--- start Material for this exercise ---
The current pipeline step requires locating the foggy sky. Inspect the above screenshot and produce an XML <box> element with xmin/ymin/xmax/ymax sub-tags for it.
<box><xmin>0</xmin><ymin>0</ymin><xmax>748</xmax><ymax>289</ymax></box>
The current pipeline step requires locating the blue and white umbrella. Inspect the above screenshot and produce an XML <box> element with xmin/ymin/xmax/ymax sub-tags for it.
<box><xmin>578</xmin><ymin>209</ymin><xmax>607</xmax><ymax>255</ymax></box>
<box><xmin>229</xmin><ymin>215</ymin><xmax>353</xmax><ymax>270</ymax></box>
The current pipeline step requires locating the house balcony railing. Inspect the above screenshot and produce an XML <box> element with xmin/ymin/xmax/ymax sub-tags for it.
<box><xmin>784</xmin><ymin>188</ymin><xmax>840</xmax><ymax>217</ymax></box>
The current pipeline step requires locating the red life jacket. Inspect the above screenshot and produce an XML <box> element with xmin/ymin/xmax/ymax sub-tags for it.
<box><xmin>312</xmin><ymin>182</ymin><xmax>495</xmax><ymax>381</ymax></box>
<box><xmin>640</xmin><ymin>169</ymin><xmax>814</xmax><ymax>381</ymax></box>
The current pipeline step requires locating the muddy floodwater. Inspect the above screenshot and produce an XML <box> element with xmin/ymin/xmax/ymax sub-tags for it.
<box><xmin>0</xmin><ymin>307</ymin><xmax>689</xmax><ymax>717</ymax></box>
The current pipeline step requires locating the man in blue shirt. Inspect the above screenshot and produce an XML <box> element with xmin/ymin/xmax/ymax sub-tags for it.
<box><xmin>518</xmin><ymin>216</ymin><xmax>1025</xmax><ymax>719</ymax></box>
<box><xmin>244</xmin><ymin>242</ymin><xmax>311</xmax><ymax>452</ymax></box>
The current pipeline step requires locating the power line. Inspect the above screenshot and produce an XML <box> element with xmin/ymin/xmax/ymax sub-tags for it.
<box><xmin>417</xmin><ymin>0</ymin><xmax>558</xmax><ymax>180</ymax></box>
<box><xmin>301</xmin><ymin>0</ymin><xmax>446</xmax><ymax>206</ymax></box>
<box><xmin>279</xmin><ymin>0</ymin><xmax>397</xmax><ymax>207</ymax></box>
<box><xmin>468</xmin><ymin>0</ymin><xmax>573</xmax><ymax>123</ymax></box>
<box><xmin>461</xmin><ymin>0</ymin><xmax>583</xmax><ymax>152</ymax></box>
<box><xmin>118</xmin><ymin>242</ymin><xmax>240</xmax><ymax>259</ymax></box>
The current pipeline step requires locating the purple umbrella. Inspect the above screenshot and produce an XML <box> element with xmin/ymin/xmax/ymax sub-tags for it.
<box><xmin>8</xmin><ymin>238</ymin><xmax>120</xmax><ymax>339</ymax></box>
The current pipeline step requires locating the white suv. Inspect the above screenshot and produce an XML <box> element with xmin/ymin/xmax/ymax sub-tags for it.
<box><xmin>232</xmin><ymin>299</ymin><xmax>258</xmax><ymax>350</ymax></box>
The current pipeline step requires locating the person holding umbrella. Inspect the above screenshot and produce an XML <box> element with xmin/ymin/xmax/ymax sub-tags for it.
--- end Material for this exercise ---
• [Stated goal]: Starting at the line of the records above that contains "The current pipeline step requires locating the white" and continuing through the final line, rewrite every line, requests included, and increase each bounding-box coordinate in the answers by 20.

• [Task answer]:
The current pipeline step requires locating the white suv. Inspect the above screenshot and produce an XML <box> element with xmin/ymin/xmax/ymax sub-tags for it.
<box><xmin>252</xmin><ymin>319</ymin><xmax>278</xmax><ymax>370</ymax></box>
The current pipeline step requires locating the person holding umbrella. Inspect the above screenshot and produce an XML <box> element with xmin/ymin/xmax/ymax sub-tags for it.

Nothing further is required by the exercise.